→ **FRAGMENTO CITADO**:
□ □ □

Llegados a este punto de baño de sangre permanente de cristianos en Oriente Próximo y de inutilidad total —o más bien desinterés completo— de Occidente para facilitar, o simplemente colaborar en, una solución tal vez convenga empezar a plantearse si no tendrán razón quienes defienden el final de la vigencia del Tratado Sykes-Picot, que hace ahora un siglo repartió la región y dio estatus de Estado moderno a muchos de los países que configuran en la actualidad la zona. ¿No nos gusta insistir a nuestros jóvenes en discursos y vídeos viralizadosen las redes sociales sobre lo bueno que es replanteárselo todo? ¿De lo creativo que es pensar fuera de la caja? Pues a por ello.
En 1916 Reino Unido y Francia, en las personas de Mark Sykes y François Picot, acordaron secretamente el reparto de Oriente Próximo ante el inminente colapso del Imperio Otomano. Sería injusto reducirlo a que lo hicieron mediante el método del “esto para tí, esto para mí; trazamos una línea aquí, otra allá; aquí creamos un país y allí juntamos tres”. Hay que entender que es absolutamente imposible repartir equitativamente una tierra donde todos los pueblos tienen derechos adquiridos que se superponen, se entrelazan y se enredan. Y es más imposible hacerlo cuando esos pueblos no te importan, sino que defiendes los intereses de tu Estado, ajeno a ellos. De modo que Sykes y Picot hicieron lo que quisieron y pudieron. Por el camino se dejaron algunas cuestiones importantes que han ido surgiendo a lo largo de cien años. Por ejemplo: Sadam Husein no andaba tan desencaminado al reclamar Kuwait como parte de Irak y la querencia —hay amores que matan— de Siria por Líbano va más allá de las ambiciones de una familia de dictadores como los El Asad.

□ □ □

→ **DATOS EN BRUTO**:

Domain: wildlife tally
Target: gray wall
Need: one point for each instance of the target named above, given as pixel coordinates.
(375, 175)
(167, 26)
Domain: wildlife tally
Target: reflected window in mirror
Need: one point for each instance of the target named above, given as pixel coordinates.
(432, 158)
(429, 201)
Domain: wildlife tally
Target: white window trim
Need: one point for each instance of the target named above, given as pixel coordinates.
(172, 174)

□ □ □

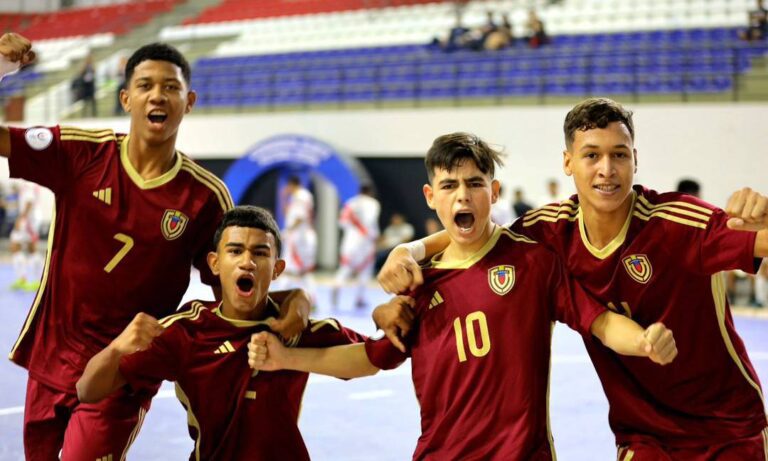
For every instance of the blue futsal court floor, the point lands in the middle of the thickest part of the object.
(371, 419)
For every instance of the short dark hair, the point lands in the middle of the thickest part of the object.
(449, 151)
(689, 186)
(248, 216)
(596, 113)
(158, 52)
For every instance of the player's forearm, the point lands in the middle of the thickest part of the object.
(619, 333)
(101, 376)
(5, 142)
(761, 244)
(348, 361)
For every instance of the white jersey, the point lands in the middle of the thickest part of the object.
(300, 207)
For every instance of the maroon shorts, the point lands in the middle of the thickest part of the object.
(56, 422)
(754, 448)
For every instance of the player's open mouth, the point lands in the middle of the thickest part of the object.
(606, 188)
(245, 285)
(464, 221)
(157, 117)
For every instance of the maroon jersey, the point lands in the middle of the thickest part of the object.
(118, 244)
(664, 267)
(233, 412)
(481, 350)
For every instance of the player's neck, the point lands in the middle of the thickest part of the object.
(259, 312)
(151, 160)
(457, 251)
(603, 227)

□ □ □

→ **QUÉ SE PIDE**: Prosigue el texto sobre el Tratado Sykes-Picot a partir de su última oración.

→ **EJERCICIO RESUELTO**:
Británicos y franceses optaron por no crear un Estado kurdo y por pensar que las inmensas minorías cristianas —las más antiguas de la cristiandad que hasta entonces habían regateado a la historia— seguirían sobreviviendo. A los kurdos los dejaron a los pies de los caballos. Literalmente. Los cristianos sobrevivieron a duras penas mientras en esos Estados modernos mandaban primero representantes coloniales y luego dictadores a los que les interesaba más el orden que cualquier otra cosa. Aún así, muchos se marchaban a Occidente, lenta pero constantemente. Los cristianos eran admitidos con más facilidad que sus vecinos árabes. Tal vez en Occidente alguien creería que hacía un favor, pero estaba destruyendo un patrimonio intangible sobre su propio origen.
Cuando el sistema se vino abajo tras la invasión de Irak y las primaveras árabestodo cambió. La matanza sistemática y diaria de cristianos en Oriente Próximo muestra que el reparto Sykes-Picot no funciona. Y ahora, como entonces, para Occidente no es un problema. Mientras el ISIS está resucitando el califato abasí del año 750, los kurdos han establecido de facto su propio país. Tal vez haya que pensar en un nuevo Estado que proteja a los cristianos, los defienda y en el que puedan refugiarse. No van a estar siempre pidiendo una ayuda que nunca llega.